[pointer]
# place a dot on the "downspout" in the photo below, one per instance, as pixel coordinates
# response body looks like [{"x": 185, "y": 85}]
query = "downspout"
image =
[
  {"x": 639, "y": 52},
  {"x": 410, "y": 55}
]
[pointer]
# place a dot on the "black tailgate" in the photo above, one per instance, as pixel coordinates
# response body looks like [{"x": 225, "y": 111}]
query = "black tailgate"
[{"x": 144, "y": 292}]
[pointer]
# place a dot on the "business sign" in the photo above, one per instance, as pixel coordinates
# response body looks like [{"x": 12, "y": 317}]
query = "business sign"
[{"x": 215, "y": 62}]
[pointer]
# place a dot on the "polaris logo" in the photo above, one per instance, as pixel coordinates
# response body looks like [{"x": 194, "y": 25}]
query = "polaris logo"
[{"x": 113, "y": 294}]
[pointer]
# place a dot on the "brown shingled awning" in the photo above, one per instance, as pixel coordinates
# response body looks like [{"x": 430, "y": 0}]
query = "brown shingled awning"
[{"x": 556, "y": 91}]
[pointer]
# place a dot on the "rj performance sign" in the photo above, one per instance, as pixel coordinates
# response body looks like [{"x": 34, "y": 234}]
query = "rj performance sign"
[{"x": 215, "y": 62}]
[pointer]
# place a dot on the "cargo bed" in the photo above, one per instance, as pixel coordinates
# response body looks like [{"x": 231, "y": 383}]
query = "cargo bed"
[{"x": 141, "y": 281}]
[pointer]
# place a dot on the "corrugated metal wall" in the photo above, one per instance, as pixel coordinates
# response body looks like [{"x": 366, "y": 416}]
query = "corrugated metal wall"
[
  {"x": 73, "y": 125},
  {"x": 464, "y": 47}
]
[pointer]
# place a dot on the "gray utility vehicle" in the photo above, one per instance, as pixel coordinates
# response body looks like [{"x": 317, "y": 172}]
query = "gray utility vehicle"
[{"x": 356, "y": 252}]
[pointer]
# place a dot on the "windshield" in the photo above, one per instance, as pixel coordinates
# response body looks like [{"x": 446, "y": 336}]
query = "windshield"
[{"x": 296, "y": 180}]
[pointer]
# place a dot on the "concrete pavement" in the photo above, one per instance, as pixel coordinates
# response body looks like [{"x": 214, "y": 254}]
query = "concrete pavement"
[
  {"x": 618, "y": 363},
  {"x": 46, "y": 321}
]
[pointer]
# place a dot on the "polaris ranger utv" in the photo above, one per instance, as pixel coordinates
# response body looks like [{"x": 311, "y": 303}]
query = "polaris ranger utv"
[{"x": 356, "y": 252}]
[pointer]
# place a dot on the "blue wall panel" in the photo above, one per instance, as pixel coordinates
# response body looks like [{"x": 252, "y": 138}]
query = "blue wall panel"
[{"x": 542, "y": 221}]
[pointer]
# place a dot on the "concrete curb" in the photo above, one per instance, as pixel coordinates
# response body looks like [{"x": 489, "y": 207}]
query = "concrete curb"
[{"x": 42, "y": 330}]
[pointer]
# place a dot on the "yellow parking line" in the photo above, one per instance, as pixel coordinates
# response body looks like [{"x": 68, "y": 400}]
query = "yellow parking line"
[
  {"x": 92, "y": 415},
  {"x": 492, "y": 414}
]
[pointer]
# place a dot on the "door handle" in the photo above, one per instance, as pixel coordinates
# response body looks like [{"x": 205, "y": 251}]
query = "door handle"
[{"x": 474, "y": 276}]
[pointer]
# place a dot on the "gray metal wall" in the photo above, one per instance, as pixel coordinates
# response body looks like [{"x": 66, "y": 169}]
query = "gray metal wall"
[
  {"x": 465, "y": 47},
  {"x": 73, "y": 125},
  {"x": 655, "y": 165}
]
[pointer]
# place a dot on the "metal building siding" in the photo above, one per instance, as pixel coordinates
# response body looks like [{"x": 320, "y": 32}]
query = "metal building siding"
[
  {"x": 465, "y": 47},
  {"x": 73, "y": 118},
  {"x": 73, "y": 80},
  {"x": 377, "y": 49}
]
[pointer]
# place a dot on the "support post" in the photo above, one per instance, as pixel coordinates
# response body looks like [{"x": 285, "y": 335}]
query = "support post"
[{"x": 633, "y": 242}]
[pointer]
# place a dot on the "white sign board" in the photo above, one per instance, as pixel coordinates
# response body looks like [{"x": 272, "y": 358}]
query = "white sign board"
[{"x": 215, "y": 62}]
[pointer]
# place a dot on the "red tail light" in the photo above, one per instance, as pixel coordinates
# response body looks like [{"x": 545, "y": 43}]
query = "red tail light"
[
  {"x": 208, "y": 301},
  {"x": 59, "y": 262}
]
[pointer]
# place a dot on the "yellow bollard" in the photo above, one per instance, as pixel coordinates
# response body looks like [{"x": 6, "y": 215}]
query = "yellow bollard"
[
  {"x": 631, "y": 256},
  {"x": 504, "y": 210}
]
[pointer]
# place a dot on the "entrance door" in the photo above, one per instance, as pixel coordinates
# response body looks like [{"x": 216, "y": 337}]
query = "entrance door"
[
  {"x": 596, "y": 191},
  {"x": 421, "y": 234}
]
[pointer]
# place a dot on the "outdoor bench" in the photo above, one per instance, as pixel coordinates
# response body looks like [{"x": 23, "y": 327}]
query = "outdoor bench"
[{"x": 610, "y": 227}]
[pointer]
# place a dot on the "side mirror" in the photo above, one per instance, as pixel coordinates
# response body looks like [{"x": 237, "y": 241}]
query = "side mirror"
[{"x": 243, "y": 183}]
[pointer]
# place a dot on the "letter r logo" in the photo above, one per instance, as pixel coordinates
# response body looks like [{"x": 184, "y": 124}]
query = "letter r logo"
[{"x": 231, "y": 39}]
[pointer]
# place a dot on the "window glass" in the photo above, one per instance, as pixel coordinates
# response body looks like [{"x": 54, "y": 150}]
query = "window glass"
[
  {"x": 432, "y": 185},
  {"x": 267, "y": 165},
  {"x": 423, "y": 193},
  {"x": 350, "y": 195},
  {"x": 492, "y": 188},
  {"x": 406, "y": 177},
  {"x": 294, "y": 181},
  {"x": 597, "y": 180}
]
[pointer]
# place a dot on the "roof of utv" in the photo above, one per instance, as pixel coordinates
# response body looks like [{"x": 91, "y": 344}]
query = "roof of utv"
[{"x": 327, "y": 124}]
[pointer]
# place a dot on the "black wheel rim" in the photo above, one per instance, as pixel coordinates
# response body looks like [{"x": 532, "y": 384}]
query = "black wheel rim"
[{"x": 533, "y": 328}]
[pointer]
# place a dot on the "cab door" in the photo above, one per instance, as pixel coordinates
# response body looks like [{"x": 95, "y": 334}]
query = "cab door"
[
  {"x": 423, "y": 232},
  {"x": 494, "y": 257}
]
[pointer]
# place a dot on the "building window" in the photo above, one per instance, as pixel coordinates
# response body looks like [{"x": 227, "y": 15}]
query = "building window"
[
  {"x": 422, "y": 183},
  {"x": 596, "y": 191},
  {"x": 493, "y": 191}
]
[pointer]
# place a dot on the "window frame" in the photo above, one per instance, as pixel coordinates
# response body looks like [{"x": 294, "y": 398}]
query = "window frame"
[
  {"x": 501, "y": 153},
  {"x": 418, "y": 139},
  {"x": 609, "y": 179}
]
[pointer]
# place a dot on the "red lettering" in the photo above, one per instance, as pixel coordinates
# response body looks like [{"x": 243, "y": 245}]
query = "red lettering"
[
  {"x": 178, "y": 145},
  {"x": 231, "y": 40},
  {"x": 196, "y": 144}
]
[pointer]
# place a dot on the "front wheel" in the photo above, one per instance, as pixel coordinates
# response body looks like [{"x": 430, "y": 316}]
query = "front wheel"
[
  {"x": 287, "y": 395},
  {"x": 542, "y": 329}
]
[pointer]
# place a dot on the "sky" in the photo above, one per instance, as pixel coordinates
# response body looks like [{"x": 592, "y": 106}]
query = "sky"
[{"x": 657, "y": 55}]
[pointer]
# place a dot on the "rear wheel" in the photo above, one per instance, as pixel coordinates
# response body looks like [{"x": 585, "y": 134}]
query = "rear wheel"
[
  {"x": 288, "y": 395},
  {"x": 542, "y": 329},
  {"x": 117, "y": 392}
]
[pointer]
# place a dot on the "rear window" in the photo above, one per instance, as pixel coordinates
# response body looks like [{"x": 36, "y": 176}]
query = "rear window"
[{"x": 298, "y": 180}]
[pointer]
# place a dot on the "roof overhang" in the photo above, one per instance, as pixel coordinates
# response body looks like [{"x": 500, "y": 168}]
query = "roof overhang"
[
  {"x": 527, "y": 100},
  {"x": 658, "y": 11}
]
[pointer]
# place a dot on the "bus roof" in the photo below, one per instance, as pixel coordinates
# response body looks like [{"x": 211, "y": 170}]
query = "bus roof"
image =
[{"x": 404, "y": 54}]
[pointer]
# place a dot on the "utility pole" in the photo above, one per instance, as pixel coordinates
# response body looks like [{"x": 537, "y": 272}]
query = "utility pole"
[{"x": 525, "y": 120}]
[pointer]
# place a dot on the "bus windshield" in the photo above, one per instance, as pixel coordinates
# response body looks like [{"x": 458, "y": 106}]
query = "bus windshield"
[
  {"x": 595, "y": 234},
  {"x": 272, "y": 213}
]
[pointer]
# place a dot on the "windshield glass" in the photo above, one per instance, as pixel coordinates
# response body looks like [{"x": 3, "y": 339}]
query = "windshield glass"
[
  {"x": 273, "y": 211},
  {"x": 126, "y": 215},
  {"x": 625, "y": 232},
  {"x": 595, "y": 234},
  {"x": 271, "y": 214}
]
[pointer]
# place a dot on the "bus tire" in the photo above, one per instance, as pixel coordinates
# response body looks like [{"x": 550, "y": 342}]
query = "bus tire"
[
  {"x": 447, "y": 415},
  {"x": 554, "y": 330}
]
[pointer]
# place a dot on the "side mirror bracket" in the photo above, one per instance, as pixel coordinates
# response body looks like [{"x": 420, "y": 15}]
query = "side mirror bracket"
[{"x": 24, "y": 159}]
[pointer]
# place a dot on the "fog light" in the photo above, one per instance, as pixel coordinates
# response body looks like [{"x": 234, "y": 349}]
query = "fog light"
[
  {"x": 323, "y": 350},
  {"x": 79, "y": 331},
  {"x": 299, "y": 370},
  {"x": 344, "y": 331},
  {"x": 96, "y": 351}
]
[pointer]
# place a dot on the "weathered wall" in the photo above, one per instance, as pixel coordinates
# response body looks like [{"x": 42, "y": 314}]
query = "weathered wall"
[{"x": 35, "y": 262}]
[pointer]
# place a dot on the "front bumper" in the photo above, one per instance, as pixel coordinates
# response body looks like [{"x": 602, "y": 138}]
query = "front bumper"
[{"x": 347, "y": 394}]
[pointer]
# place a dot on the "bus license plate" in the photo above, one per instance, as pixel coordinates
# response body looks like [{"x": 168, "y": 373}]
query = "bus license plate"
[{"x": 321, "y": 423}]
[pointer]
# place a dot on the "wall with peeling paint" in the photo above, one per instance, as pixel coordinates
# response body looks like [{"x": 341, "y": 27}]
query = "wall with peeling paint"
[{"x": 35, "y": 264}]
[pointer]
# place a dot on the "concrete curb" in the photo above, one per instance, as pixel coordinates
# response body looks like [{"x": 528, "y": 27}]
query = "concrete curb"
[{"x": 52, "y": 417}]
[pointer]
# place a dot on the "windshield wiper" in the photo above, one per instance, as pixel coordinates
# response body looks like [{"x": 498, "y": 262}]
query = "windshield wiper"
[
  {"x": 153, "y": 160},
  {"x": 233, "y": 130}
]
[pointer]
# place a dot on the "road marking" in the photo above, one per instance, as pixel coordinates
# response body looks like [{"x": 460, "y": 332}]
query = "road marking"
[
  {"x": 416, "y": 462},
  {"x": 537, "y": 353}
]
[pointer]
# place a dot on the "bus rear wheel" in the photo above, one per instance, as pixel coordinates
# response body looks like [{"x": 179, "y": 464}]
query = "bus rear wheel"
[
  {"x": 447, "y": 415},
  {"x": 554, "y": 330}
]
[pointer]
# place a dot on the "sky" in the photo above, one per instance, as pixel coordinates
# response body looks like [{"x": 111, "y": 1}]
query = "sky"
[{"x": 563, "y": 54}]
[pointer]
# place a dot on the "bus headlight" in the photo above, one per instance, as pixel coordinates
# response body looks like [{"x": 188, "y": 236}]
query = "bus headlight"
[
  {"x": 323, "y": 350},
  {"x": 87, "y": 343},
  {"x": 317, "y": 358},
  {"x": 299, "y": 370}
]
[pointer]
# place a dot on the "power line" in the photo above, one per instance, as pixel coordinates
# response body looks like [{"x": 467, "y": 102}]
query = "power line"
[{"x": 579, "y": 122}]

• • • •

▶ [Your instructions]: Which lines in the records above contain the string "overhang"? Report each such line in full.

▶ [Result of this task]:
# place a dot on the "roof overhang" in the photo above, one per instance, as pixel coordinates
query = "roof overhang"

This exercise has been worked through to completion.